EXERCISE PROMPT: Identify and copy each line below that contains the string "distant", matching case exactly.

## start

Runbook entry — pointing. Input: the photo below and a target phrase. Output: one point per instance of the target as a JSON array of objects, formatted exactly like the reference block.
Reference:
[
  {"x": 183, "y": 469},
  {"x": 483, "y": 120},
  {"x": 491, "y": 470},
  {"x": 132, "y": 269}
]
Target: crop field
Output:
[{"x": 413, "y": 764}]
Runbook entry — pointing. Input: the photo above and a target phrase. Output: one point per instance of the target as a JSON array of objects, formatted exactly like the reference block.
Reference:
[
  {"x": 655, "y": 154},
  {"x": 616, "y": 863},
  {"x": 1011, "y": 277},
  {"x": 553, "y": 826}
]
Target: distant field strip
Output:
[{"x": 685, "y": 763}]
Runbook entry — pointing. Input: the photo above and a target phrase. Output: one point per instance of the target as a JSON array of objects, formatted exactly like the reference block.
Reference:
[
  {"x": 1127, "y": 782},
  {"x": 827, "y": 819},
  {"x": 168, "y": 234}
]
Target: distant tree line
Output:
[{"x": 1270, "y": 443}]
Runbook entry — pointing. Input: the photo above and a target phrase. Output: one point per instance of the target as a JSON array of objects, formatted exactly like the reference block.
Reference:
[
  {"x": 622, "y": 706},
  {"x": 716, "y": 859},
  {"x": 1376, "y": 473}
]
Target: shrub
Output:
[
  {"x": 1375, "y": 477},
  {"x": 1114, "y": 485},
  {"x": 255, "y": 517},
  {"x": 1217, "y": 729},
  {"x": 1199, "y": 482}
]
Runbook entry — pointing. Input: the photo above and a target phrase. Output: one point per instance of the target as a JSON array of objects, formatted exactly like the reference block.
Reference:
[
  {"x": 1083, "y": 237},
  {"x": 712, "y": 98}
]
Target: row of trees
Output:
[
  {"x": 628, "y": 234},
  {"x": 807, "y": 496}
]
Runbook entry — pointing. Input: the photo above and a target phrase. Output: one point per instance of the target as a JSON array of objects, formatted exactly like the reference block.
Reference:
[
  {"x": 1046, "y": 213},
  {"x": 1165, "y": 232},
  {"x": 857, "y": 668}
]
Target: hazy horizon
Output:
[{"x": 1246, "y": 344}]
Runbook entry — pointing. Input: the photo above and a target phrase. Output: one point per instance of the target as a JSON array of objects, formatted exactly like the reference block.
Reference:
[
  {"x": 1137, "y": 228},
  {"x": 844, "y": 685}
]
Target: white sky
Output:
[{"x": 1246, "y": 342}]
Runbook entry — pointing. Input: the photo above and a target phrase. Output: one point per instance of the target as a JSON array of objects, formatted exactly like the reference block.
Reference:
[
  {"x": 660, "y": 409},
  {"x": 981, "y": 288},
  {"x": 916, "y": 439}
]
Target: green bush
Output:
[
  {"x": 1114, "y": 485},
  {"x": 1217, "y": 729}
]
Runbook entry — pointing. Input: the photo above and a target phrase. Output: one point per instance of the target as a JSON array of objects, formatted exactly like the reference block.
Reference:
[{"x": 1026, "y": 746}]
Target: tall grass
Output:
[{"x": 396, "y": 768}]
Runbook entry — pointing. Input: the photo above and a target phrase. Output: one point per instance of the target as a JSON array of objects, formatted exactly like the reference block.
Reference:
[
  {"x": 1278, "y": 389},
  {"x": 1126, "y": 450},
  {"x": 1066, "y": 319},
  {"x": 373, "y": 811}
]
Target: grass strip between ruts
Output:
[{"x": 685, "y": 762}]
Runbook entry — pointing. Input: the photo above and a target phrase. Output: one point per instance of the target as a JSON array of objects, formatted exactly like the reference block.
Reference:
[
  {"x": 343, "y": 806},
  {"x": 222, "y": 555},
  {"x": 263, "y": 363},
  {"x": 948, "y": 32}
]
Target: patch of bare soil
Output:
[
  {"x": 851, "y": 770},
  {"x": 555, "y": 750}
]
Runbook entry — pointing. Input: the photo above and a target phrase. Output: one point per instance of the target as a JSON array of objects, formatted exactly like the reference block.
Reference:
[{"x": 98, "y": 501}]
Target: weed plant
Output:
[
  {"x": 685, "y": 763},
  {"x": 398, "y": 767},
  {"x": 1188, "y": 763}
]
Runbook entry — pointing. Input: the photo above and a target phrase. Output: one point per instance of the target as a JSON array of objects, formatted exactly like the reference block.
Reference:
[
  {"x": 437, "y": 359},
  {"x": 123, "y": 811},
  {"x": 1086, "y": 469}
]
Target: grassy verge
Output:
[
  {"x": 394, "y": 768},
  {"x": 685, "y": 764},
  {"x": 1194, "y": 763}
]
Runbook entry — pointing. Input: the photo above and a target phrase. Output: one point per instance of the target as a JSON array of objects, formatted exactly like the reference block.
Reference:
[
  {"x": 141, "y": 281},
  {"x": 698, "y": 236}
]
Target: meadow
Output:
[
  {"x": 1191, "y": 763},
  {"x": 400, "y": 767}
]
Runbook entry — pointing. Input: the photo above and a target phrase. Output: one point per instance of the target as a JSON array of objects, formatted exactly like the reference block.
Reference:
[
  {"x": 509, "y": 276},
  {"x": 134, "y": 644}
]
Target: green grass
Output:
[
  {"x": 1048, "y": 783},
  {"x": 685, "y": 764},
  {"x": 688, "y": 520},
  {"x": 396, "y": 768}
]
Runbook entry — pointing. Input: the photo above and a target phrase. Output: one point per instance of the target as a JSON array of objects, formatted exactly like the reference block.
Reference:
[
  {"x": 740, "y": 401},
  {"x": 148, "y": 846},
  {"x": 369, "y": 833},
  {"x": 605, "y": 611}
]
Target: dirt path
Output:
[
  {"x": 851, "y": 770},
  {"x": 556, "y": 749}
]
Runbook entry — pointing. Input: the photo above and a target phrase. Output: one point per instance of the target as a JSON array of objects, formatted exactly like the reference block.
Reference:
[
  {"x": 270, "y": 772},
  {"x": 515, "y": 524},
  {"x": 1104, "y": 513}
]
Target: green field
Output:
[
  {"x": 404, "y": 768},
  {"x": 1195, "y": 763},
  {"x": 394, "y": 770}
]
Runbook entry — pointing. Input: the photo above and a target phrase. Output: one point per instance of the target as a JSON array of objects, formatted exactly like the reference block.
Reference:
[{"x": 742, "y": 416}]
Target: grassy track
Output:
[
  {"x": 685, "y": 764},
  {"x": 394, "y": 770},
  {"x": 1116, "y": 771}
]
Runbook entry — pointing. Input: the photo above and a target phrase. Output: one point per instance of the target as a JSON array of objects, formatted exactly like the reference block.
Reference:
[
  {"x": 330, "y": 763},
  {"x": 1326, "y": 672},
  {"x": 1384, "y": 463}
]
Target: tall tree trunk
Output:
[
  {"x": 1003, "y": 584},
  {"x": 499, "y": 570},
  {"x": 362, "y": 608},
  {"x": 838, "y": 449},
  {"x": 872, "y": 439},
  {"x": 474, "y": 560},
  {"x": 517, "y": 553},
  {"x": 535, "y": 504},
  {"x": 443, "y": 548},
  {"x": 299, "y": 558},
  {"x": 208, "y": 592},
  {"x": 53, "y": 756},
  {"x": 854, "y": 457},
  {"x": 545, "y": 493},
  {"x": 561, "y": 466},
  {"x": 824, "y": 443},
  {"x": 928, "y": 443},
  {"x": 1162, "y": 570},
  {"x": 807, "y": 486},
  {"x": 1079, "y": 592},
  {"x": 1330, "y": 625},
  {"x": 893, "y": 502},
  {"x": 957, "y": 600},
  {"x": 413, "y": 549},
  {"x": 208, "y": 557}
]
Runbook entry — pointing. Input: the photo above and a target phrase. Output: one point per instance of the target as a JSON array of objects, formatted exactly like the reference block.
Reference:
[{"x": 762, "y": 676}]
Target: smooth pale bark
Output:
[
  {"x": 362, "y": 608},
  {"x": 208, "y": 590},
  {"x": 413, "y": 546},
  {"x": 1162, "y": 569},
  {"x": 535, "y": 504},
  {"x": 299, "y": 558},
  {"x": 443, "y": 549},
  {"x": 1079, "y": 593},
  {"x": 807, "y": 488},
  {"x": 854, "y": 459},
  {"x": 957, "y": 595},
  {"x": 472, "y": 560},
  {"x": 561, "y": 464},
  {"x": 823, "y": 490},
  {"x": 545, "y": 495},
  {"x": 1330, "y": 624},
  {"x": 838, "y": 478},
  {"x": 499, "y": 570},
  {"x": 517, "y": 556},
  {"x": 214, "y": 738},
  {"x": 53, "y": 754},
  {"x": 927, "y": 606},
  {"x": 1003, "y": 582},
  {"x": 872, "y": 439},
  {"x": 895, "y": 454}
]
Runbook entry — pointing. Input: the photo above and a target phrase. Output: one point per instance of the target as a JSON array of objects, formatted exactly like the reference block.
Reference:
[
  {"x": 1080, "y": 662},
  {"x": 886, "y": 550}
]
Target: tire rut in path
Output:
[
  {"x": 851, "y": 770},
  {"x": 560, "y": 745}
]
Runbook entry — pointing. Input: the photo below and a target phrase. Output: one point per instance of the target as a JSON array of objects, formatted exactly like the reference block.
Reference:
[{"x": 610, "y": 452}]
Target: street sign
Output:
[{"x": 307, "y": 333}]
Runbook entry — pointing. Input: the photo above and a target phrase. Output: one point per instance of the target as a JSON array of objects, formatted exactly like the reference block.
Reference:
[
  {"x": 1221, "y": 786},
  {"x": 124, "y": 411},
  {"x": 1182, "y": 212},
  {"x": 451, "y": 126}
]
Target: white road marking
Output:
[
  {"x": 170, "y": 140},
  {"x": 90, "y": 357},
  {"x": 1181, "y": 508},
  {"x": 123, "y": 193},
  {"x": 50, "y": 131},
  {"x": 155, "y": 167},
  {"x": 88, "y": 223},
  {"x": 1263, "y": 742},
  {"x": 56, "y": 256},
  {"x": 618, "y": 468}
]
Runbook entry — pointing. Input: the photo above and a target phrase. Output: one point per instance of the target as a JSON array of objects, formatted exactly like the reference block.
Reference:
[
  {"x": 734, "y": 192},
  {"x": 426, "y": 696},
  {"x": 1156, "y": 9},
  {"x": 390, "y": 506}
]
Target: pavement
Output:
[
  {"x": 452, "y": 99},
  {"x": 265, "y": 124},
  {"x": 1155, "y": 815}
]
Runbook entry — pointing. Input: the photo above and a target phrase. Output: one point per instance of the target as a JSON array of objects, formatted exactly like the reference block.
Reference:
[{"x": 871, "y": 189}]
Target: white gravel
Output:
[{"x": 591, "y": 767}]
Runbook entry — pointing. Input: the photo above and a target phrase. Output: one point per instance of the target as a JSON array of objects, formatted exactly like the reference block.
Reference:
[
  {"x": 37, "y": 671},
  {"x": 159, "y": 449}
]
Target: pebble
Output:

## end

PROBLEM SOLUTION:
Target: distant field strip
Target: distant tree line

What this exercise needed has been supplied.